DATASET RECORDS Start Marker
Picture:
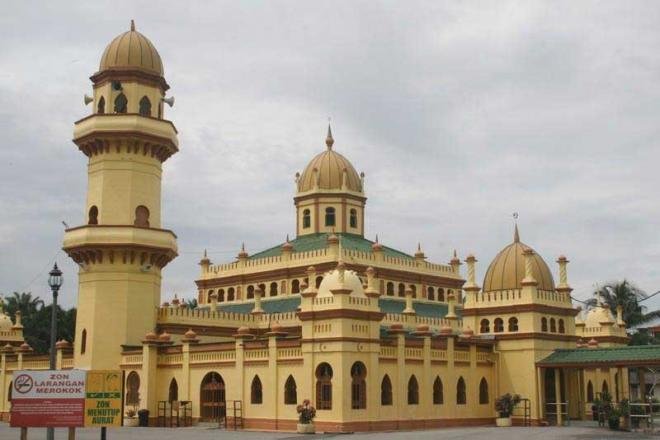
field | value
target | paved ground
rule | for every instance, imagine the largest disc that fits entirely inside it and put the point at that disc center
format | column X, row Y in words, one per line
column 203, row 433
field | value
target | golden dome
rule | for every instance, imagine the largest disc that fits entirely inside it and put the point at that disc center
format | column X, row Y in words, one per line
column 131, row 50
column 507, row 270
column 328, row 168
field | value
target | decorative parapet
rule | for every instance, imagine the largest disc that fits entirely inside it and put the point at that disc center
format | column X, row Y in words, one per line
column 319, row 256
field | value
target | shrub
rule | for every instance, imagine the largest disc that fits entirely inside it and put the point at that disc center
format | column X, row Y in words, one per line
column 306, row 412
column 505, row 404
DATASET RECORDS End Marker
ABOUT THIS EXERCISE.
I would like the material repeated in full and exactly, with its images omitted.

WORKED SOLUTION.
Picture:
field | value
target | paved ground
rule | for every instance, imagine the largest disc that fits entirely inside it and put the point at that disc center
format | column X, row Y in words, one per line
column 203, row 433
field | value
target | golden dome
rule | for every instance, imagine the largest disc that fits entirely inside it and put the point at that disc center
format | column X, row Y in words, one per line
column 131, row 50
column 507, row 270
column 328, row 168
field | value
target | decorative parapet
rule | for every instance, imagine the largest disc that fits entirely inside it and put the point at that disc center
format | column X, row Y in words, one per line
column 319, row 256
field | value
target | shrub
rule | for every instance, imagine the largest disc that fits entirely inside it and put the point at that disc center
format | column X, row Y in words, one per line
column 306, row 412
column 505, row 404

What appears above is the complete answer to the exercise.